In the entries, find all lines that hold the word "metal" and copy them.

Stored dataset items
• • • • •

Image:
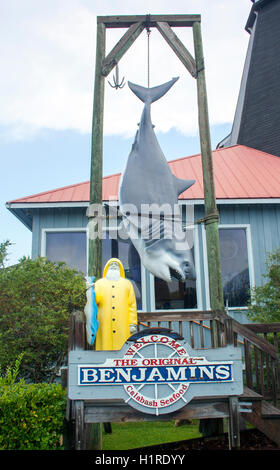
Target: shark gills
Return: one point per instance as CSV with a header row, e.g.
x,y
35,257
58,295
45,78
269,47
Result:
x,y
148,196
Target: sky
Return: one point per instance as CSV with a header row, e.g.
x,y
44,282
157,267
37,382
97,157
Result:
x,y
47,53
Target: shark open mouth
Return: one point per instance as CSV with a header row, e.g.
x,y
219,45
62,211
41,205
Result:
x,y
174,274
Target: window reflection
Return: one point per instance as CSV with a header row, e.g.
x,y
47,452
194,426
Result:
x,y
130,259
175,295
69,247
234,266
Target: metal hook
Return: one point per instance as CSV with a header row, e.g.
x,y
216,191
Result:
x,y
117,83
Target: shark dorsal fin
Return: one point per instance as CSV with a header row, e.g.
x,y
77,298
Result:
x,y
182,185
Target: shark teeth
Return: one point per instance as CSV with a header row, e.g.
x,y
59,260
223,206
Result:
x,y
175,273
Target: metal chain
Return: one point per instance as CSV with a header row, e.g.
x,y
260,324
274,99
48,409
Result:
x,y
148,34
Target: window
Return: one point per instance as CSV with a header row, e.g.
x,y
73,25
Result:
x,y
178,295
175,295
235,266
67,246
130,259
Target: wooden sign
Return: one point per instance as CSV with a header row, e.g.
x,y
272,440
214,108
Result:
x,y
154,373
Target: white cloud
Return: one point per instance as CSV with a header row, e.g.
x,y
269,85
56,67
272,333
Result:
x,y
48,53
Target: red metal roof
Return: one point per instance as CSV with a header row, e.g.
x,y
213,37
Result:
x,y
239,172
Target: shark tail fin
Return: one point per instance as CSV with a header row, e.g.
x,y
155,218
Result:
x,y
149,95
182,185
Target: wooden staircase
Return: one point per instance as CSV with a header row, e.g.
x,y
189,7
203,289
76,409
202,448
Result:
x,y
260,352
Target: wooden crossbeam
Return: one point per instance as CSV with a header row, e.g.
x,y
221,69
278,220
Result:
x,y
178,47
128,20
121,47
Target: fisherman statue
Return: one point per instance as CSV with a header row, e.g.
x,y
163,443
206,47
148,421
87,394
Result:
x,y
111,311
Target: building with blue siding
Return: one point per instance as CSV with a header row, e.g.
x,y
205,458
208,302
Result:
x,y
247,184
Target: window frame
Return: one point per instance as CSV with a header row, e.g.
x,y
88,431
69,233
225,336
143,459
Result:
x,y
45,230
248,232
143,275
198,280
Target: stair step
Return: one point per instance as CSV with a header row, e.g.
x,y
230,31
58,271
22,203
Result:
x,y
269,411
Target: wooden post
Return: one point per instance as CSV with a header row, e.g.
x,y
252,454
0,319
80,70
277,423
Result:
x,y
208,427
96,170
233,424
211,212
93,432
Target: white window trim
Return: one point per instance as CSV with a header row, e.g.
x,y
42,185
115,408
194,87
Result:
x,y
46,230
250,260
198,281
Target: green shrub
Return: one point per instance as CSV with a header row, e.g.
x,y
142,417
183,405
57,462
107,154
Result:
x,y
31,416
36,300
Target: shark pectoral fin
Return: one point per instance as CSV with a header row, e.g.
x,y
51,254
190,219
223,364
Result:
x,y
182,185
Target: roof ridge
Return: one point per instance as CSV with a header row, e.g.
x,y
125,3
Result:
x,y
49,191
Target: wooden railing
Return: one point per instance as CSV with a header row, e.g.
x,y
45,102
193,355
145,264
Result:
x,y
208,329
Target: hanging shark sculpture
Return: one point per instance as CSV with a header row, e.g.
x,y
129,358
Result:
x,y
148,198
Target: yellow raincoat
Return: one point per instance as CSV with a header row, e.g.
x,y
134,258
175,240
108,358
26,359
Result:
x,y
116,310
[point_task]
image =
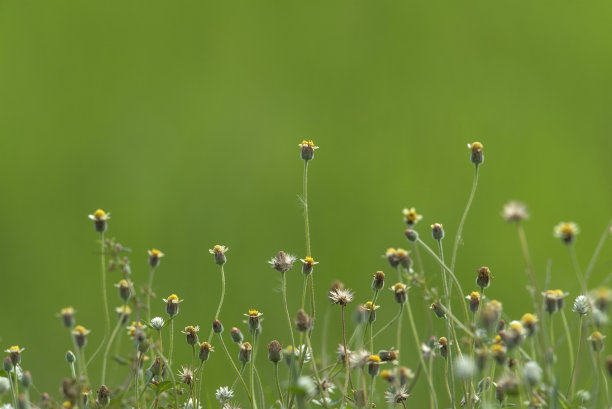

• • • • •

**ANSWER TO THIS EXERCISE:**
Target: metal hook
Target: metal chain
Target: red metal roof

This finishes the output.